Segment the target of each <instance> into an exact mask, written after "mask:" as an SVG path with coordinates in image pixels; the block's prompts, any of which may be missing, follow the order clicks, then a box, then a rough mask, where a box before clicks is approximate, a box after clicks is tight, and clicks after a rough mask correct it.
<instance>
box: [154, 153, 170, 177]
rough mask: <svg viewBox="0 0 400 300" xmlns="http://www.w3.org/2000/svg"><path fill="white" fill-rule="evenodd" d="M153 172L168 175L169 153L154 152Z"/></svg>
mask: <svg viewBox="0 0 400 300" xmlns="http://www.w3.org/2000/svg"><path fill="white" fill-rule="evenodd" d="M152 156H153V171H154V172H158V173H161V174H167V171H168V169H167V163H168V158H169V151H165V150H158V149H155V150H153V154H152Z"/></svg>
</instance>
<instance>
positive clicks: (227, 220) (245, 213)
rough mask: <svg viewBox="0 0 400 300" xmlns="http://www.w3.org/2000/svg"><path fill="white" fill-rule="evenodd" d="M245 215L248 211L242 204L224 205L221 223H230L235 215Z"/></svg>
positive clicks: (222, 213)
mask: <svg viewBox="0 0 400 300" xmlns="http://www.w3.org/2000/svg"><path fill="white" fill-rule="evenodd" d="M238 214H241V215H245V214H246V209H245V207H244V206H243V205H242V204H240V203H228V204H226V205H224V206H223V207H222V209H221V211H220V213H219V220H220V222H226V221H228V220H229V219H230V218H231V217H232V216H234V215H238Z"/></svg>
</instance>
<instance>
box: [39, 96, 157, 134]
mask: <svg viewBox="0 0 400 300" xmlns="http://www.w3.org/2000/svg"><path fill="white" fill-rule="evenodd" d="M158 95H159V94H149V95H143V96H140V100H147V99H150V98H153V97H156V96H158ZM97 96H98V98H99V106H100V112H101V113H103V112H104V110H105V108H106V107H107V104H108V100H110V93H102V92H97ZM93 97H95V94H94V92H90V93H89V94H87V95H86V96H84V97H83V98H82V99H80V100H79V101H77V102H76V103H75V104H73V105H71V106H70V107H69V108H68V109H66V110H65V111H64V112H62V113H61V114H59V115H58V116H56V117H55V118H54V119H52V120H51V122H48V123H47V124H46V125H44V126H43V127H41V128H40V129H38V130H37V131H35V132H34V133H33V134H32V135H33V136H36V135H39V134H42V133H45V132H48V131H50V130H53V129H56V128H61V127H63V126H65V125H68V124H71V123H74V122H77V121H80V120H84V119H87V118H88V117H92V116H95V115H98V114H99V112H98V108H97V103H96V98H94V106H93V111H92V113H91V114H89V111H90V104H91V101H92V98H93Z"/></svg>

Aim of the task » The answer should be the full listing, repeated without any change.

Finished task »
Segment the target of each <instance> into an exact mask, written after "mask:" as an SVG path with coordinates in image pixels; the block's prompts, any of which may be missing, follow the order clicks, then a box, then a rough mask, where a box before clicks is approximate, a box after clicks is tight, and clicks after a rough mask correct it.
<instance>
box: [154, 153, 170, 177]
rough mask: <svg viewBox="0 0 400 300" xmlns="http://www.w3.org/2000/svg"><path fill="white" fill-rule="evenodd" d="M153 172L168 175L169 153L154 152Z"/></svg>
mask: <svg viewBox="0 0 400 300" xmlns="http://www.w3.org/2000/svg"><path fill="white" fill-rule="evenodd" d="M152 156H153V171H154V172H158V173H161V174H167V171H168V169H167V163H168V158H169V151H165V150H158V149H155V150H153V154H152Z"/></svg>
</instance>
<instance>
positive clicks: (227, 220) (245, 213)
rough mask: <svg viewBox="0 0 400 300" xmlns="http://www.w3.org/2000/svg"><path fill="white" fill-rule="evenodd" d="M245 215L248 211L242 204L224 205L221 223H230L235 215Z"/></svg>
positive clicks: (222, 213)
mask: <svg viewBox="0 0 400 300" xmlns="http://www.w3.org/2000/svg"><path fill="white" fill-rule="evenodd" d="M238 214H241V215H245V214H246V209H245V207H244V206H243V205H242V204H240V203H228V204H226V205H224V206H223V207H222V209H221V211H220V213H219V220H220V222H226V221H228V220H229V219H230V218H231V217H232V216H234V215H238Z"/></svg>
</instance>
<instance>
box: [39, 96, 157, 134]
mask: <svg viewBox="0 0 400 300" xmlns="http://www.w3.org/2000/svg"><path fill="white" fill-rule="evenodd" d="M158 95H159V94H149V95H143V96H140V100H147V99H150V98H153V97H156V96H158ZM97 96H98V98H99V106H100V112H101V113H103V112H104V110H105V108H106V107H107V104H108V100H110V93H102V92H97ZM93 97H95V94H94V92H90V93H89V94H87V95H86V96H84V97H83V98H82V99H80V100H79V101H77V102H76V103H75V104H73V105H71V106H70V107H69V108H68V109H66V110H65V111H64V112H62V113H61V114H59V115H58V116H56V117H55V118H54V119H52V120H51V122H48V123H47V124H46V125H44V126H43V127H41V128H40V129H38V130H37V131H35V132H34V133H33V134H32V135H33V136H36V135H39V134H42V133H45V132H48V131H50V130H53V129H56V128H61V127H63V126H65V125H68V124H71V123H74V122H77V121H80V120H84V119H87V118H88V117H92V116H95V115H98V114H99V112H98V108H97V103H96V98H94V106H93V111H92V113H91V114H89V111H90V104H91V101H92V98H93Z"/></svg>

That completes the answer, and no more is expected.